Source extract:
■ ■ ■
Soil microbial oligotrophs respond to long-term warming in temperate forest soil

Background/Question/Methods

Earth's climate is warming, and if increased temperature accelerates SOM decomposition then carbon (C) stored in soils will transfer to the atmosphere, resulting in a self-reinforcing (positive) feedback to the climate system. Though soil microbes are major drivers of soil C cycling, we lack an understanding of how long-term warming affects them. Ongoing field studies in the Harvard Forest (Petersham, MA) have experienced 5°C above ambient soil temperatures at three replicated sites for 5, 8 and 20 years, which now correspond to three distinct phases of CO₂ emissions observed in the oldest field study site. Previous studies have suggested warming-induced decreasing abundance of fungi and adaptation of microbial communities to more efficiently decompose recalcitrant soil C in these sites. To analyze changing diversity among bacterial communities, we sequenced the 16S ribosomal RNA genes using Illumina technology and performed quantitative PCR to understand changing absolute abundances of groups. These results are then compared to metagenomic analyses of the long-term warming plots to determine how warming might affect microbial functional potential and terrestrial climate feedbacks in a warmer world.
■ ■ ■
Your objective: Carry the soil warming abstract forward, starting after its last sentence. The entries after this abstract are separate material, unrelated to it.
■ ■ ■
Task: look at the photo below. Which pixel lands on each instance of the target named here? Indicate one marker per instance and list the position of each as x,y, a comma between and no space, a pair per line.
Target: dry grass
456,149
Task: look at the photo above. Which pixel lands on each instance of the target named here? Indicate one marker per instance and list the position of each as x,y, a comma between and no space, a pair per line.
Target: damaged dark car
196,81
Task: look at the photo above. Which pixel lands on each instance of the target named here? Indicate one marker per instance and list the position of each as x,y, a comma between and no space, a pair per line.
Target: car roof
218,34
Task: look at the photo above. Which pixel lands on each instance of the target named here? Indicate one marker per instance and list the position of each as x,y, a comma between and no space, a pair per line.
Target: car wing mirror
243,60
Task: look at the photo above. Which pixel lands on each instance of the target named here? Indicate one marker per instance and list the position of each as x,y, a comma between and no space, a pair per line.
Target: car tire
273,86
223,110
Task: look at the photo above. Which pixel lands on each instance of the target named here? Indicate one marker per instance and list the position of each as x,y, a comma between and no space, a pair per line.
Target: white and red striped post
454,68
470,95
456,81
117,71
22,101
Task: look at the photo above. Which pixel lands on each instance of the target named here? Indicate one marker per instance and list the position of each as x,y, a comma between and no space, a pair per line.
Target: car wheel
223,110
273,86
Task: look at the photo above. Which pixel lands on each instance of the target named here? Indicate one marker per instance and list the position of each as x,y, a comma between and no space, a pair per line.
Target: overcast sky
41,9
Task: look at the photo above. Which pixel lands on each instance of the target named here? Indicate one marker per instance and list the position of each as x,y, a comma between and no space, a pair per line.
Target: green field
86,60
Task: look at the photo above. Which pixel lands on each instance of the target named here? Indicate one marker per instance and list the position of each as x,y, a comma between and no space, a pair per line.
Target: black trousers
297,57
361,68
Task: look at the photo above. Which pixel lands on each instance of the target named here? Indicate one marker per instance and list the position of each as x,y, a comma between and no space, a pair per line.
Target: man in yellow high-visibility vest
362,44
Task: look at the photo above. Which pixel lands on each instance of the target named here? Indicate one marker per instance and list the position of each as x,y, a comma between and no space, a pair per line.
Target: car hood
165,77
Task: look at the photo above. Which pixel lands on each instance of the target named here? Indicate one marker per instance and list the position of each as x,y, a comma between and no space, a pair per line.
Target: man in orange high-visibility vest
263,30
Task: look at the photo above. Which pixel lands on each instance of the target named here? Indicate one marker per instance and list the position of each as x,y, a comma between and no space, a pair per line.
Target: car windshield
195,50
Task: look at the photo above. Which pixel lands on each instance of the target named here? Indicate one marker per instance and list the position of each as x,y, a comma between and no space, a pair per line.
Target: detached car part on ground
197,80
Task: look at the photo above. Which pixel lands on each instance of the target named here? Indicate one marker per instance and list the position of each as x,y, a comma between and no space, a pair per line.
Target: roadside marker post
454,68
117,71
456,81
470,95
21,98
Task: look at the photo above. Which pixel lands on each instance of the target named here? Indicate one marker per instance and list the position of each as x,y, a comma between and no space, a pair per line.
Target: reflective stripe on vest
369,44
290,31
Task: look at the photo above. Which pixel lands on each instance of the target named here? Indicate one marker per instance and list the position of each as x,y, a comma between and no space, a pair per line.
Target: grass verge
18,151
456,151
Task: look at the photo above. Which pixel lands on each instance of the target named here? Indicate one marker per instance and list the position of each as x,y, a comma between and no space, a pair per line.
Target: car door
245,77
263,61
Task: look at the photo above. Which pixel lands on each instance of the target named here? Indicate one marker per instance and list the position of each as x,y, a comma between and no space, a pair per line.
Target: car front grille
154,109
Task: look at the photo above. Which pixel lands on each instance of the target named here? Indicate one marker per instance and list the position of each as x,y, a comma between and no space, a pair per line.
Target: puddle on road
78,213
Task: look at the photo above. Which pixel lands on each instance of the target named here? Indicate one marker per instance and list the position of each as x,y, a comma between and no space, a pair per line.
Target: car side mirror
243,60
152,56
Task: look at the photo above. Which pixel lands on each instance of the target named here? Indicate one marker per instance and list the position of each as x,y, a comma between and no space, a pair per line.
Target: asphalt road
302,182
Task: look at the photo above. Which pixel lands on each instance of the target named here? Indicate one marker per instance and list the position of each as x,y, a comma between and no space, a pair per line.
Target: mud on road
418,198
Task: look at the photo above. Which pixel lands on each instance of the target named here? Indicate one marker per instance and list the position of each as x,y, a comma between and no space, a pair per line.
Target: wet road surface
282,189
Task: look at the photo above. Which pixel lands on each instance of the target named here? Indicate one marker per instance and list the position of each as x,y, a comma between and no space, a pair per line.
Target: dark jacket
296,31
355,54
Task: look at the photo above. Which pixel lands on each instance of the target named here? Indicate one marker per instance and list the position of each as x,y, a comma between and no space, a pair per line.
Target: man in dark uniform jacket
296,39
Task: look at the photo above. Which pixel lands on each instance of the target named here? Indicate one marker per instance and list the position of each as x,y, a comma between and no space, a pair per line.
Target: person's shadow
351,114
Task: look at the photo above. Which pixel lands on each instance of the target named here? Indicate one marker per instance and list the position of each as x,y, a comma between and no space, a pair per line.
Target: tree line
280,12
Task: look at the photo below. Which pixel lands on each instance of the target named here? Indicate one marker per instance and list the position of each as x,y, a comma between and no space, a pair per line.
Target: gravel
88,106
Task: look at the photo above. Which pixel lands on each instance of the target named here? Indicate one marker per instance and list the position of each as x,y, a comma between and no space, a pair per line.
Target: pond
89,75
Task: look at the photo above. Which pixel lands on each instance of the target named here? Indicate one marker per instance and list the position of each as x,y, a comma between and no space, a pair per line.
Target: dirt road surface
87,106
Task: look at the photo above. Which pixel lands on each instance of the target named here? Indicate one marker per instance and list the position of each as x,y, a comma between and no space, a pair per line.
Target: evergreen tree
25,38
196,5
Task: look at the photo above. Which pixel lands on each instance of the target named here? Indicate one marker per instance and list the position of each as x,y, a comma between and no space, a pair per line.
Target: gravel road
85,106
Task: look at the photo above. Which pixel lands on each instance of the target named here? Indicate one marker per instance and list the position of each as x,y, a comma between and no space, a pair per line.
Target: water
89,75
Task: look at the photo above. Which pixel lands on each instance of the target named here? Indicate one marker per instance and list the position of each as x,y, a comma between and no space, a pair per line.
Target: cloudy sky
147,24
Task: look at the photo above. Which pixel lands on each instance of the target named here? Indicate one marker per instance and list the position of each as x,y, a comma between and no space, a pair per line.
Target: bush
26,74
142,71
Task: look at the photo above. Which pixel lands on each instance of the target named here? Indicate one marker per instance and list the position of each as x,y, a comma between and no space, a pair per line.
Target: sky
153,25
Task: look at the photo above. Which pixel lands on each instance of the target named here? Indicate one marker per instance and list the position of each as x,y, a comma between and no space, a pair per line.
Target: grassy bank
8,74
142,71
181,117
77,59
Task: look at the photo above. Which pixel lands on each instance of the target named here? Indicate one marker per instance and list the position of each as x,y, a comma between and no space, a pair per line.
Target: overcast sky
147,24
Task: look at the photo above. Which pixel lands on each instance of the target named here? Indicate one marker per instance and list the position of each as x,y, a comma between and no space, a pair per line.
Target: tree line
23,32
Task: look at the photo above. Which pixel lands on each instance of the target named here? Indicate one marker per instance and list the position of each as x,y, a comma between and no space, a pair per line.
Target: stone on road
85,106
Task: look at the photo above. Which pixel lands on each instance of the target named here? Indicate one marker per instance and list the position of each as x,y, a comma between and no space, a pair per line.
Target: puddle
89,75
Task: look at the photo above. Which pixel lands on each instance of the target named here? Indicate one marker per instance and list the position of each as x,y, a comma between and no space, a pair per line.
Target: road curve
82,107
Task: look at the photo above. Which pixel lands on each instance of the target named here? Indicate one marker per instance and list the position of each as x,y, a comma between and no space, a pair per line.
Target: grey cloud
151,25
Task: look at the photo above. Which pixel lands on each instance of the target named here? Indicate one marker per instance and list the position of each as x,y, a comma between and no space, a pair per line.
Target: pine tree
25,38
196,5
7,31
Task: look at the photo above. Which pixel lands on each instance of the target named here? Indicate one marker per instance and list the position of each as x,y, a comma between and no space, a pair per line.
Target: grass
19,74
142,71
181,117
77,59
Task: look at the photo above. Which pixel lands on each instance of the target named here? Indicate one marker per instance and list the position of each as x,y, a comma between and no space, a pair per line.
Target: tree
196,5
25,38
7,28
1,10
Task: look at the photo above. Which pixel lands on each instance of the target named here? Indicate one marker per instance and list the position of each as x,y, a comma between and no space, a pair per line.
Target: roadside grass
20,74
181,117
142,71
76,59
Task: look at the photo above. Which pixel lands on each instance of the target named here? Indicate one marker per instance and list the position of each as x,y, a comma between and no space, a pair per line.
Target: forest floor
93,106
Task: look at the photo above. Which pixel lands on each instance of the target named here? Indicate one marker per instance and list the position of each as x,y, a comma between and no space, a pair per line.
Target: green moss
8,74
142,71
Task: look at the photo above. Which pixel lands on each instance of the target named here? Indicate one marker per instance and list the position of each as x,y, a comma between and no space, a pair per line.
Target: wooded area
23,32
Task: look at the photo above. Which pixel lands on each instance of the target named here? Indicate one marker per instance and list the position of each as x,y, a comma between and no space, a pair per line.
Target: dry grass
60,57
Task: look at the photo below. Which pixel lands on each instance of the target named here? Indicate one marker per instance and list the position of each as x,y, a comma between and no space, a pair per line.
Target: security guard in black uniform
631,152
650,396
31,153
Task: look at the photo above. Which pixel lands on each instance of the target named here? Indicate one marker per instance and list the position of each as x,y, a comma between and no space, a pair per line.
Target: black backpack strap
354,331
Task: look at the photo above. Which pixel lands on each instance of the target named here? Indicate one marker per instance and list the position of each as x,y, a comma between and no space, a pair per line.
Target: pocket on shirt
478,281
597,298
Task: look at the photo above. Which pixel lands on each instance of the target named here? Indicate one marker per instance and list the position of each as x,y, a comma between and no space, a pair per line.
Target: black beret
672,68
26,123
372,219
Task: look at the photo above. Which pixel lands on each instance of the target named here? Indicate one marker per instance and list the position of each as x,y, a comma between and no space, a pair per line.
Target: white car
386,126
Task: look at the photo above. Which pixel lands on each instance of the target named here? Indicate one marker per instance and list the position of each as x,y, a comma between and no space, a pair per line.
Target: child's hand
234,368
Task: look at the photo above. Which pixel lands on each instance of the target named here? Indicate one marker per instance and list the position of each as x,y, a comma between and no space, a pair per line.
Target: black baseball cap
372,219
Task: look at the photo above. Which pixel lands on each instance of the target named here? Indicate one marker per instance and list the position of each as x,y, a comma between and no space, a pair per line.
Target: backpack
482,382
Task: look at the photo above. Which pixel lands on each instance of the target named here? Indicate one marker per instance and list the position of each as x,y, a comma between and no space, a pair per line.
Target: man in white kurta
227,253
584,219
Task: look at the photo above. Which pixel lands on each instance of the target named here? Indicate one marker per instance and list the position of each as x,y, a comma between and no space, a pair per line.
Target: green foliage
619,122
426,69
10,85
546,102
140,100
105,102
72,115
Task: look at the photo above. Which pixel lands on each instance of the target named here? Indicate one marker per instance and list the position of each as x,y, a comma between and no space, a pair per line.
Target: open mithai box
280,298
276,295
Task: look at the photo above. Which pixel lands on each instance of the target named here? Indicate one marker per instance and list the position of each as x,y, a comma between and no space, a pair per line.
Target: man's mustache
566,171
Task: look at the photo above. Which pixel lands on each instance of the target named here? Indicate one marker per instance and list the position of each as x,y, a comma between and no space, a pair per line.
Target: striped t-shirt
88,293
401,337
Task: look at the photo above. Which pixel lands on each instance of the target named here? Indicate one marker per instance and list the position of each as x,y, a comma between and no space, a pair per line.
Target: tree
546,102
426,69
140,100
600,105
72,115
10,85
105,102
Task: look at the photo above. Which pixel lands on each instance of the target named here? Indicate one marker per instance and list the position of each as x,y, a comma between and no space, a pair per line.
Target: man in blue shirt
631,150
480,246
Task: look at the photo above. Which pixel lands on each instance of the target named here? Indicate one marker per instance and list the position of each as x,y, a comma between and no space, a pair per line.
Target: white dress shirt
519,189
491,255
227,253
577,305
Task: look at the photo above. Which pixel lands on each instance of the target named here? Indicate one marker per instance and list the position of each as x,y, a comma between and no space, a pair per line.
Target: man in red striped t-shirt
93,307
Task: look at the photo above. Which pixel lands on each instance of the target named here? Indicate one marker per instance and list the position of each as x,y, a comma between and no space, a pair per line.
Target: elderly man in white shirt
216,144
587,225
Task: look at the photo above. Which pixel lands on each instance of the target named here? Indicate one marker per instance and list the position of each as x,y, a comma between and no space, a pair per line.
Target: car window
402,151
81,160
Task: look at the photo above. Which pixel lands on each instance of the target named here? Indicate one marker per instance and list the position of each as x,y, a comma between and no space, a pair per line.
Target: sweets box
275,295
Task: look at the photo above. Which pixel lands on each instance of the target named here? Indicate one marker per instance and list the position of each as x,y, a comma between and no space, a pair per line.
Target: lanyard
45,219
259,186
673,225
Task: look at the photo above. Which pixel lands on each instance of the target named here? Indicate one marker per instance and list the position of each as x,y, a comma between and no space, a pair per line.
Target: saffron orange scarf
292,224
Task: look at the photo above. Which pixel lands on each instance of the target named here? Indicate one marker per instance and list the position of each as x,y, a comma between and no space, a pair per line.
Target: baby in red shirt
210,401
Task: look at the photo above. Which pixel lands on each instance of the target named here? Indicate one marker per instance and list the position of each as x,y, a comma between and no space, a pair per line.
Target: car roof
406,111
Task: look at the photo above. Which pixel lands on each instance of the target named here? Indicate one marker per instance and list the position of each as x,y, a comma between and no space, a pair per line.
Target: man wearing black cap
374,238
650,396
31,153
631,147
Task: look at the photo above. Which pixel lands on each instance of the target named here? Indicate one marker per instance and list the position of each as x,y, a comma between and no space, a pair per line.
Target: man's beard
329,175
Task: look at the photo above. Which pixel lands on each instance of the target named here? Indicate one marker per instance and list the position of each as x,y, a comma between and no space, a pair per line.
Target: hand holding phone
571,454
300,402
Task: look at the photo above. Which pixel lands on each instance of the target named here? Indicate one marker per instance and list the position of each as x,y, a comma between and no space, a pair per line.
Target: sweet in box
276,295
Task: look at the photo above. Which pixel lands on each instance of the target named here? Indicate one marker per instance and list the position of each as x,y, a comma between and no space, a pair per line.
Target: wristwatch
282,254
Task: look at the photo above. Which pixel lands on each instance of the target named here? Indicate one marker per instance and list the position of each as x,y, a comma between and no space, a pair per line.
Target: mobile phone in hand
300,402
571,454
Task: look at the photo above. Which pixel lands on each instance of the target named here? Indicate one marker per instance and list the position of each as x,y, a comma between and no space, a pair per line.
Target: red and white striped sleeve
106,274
■ ■ ■
Output for this task:
Results/Conclusions

Only organic soils exposed to 20 years of warming showed changes in bacterial community structure and diversity and decreased abundance of fungi. We applied a copy number correction to the data and found no effect on the warming trend, suggesting that taxa with low or single copies of the 16S ribosomal RNA gene were responsible for driving the bacterial warming effect in the long-term warmed, organic soils. These taxa are considered to be metabolic specialists, or K-selected species. The dominant taxa abundant at 0.1% or greater represented 0.3% of the richness but nearly 50% of the observations (sequences). Communities were also strongly uneven, with individual members of the Actinobacteria, Acidobacteria and Alpha-proteobacteria responding strongly to warming. Long-term warming appears to be creating more niche space in organic layer soils, which is manifested as increased bacterial alpha diversity, shifting beta diversity. Metagenomic data suggests that warming is associated with decreased carbon use efficiency, increased genes associated with recalcitrant C decomposition, and altered N and P cycling. Because a warmer world will induce changes in plant communities, changes in soil bacterial and fungal potential functions will affect plant-microbial interactions and terrestrial feedbacks to the climate system. Further metatranscriptomic studies promise to illuminate the active C cycling populations and pathways in these communities that are responding to warming and associated changes in microbially available carbon.